━━━ TASK INPUT

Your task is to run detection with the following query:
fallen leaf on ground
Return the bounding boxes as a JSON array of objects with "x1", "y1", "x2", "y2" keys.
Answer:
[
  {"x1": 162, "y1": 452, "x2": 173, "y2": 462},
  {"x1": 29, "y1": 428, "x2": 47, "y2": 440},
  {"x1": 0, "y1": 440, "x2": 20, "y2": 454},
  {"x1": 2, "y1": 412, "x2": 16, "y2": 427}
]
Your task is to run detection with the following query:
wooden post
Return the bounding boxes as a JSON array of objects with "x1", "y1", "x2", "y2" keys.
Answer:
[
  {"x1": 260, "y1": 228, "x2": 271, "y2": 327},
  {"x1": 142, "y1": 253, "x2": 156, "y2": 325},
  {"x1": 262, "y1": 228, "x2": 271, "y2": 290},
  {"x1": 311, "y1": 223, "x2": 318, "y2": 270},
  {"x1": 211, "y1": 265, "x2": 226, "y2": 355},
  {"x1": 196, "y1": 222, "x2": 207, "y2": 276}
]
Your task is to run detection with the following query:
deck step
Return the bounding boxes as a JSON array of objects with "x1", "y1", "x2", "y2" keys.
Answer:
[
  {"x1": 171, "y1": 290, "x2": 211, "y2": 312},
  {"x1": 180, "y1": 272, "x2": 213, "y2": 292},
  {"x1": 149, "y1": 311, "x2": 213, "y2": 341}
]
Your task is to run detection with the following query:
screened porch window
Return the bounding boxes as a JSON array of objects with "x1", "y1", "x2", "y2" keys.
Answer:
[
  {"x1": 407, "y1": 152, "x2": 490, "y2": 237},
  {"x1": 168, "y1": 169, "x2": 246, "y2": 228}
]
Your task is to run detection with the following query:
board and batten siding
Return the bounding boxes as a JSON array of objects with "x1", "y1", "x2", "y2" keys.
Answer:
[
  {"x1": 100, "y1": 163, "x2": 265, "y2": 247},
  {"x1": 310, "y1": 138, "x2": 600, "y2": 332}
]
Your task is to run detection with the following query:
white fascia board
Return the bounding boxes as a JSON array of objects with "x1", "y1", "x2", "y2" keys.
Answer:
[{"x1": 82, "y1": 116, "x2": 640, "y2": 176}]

━━━━━━

## WHAT YOU WILL DO
Find each line in the rows above that contains the word "board", and copy those lines out in full.

## OUTPUT BELOW
board and batten siding
white fascia board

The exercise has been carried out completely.